What this task involves:
Please copy the data below word for word, keeping every line in its original order.

(Dataset excerpt)
** Begin **

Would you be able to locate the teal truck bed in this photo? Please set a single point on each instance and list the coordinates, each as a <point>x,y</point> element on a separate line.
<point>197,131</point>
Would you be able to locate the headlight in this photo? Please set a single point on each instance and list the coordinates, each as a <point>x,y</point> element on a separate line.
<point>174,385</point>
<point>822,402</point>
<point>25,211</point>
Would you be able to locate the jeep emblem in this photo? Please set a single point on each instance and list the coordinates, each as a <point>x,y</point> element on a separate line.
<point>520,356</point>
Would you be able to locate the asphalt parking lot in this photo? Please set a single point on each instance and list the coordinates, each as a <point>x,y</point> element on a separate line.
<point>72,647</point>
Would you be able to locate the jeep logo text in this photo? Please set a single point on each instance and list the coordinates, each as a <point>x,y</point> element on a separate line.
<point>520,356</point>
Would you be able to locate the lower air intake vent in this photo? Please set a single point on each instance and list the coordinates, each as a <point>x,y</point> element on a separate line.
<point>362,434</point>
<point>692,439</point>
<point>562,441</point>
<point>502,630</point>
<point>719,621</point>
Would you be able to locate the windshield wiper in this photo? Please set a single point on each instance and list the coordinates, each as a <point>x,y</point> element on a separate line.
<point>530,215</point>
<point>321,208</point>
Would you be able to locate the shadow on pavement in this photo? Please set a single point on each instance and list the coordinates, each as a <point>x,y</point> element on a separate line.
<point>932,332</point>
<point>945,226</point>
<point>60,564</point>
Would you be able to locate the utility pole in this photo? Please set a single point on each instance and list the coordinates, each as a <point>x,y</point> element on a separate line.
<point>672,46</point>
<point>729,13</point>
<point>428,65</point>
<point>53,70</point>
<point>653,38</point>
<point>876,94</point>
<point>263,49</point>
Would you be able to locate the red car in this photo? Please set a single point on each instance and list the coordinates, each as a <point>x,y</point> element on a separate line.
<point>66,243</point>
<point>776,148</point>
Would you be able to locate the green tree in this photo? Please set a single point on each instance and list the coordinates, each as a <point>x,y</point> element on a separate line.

** End **

Result for this task:
Would you be able to locate the teal truck bed in this photo? Please set a single point on each instance and list the coordinates, each as a <point>x,y</point> element on a separate line.
<point>197,131</point>
Would you be able to locate the headlight in this photo? Please set a single point on each instance and list the coordinates, each as a <point>x,y</point> element on a separate line.
<point>174,385</point>
<point>822,402</point>
<point>25,211</point>
Would you be able to locate the jeep emblem in this photo? Please set a single point on each instance and list the coordinates, each as a <point>x,y</point> element on a separate line.
<point>520,356</point>
Would you be able to locate the asphalt parking lot in this photo? Please set a single point on each instance and list the coordinates, each as a <point>x,y</point> element on a separate line.
<point>72,647</point>
Would you be able to locate the jeep logo text in this photo? Please set a single point on each instance and list the coordinates, each as a <point>x,y</point> element on a separate line.
<point>520,356</point>
Would you be able to locate the lower air intake vent in this photo? Please set a single point on each instance and list the coordinates, each as a <point>x,y</point> element on a separate line.
<point>362,434</point>
<point>692,439</point>
<point>562,441</point>
<point>502,630</point>
<point>719,621</point>
Would you be able to locate the windshield wiper in this photo? Please set a single point on each instance and list the coordinates, each as a <point>x,y</point> element on a separate line.
<point>530,215</point>
<point>321,208</point>
Would you be able to locate the shadow on pavement in this photo? Please set a single point on each instance and list the coordinates, each as a <point>x,y</point> element on a separate line.
<point>932,332</point>
<point>945,226</point>
<point>60,564</point>
Would you be able to locate the utility pole in this photo? Please set a single point on each instance and list the coordinates, each as a <point>x,y</point> element on a separate line.
<point>672,46</point>
<point>729,13</point>
<point>428,65</point>
<point>53,70</point>
<point>653,38</point>
<point>876,94</point>
<point>263,49</point>
Would you be able to locate the red car in this photo? Please set a single point on each instance and list the coordinates, each as a <point>x,y</point> element on a separate line.
<point>66,243</point>
<point>776,148</point>
Would you be able to locate the green tree in this photo? Please set a single point on each instance and list the coordinates, each as a <point>x,y</point> element on a separate line.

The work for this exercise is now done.